*** PROVIDED INFORMATION
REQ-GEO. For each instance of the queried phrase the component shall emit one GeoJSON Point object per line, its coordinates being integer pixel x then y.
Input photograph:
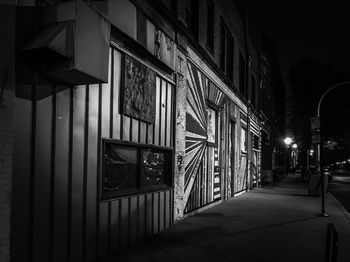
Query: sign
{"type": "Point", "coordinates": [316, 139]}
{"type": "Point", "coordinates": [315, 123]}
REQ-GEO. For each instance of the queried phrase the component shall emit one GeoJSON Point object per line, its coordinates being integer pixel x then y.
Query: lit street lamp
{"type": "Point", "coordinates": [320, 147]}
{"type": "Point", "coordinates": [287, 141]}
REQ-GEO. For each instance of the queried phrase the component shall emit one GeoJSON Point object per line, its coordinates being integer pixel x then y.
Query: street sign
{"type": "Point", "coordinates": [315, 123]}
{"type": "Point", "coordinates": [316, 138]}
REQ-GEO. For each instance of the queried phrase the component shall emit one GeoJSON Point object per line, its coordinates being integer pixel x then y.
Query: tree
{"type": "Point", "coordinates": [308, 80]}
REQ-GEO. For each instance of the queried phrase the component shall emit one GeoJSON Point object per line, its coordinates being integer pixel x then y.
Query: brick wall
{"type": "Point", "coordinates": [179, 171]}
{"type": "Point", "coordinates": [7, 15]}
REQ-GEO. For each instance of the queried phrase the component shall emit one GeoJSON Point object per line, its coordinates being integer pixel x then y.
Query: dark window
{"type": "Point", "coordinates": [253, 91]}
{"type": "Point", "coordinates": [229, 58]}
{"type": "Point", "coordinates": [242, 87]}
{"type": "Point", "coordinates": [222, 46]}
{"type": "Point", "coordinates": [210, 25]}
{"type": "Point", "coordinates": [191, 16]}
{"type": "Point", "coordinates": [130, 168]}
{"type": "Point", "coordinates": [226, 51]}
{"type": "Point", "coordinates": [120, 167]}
******
DIRECTIONS FOR THIS TASK
Retype every entry word for word, but do not carry over the pictures.

ANSWER TO THIS PROBLEM
REQ-GEO. For each instance of the queried phrase the component shall emit one GeoJSON Point object per line, its coordinates being integer pixel x then y.
Input photograph:
Query: sign
{"type": "Point", "coordinates": [316, 139]}
{"type": "Point", "coordinates": [315, 123]}
REQ-GEO. For each instance of the queried phrase the component shall emit one GeoJSON Point object per line, its coordinates being integer pixel x then y.
Query: lit street lamp
{"type": "Point", "coordinates": [320, 147]}
{"type": "Point", "coordinates": [287, 141]}
REQ-GEO. For each instance of the queried phrase the component shall emit one GeoJSON Point object per line, its coordinates being integer pixel x then y.
Query: street sign
{"type": "Point", "coordinates": [315, 123]}
{"type": "Point", "coordinates": [316, 138]}
REQ-GEO. For each instance of the queried phrase the component shall emit one GeoJSON Point object per line, its coordinates being integer pixel x then y.
Query: tree
{"type": "Point", "coordinates": [308, 80]}
REQ-GEO. For each instance of the queried phrase the component shall emit one GeoJSON Point object per line, its coordinates being integer pixel x then y.
Query: brick wall
{"type": "Point", "coordinates": [179, 171]}
{"type": "Point", "coordinates": [7, 15]}
REQ-GEO. For each instance of the queried phrase the component shall emit one GeoJSON Point object per line, its coordinates being integer pixel x then y.
Query: dark window
{"type": "Point", "coordinates": [253, 91]}
{"type": "Point", "coordinates": [229, 58]}
{"type": "Point", "coordinates": [242, 87]}
{"type": "Point", "coordinates": [222, 46]}
{"type": "Point", "coordinates": [210, 25]}
{"type": "Point", "coordinates": [191, 16]}
{"type": "Point", "coordinates": [130, 168]}
{"type": "Point", "coordinates": [226, 51]}
{"type": "Point", "coordinates": [120, 167]}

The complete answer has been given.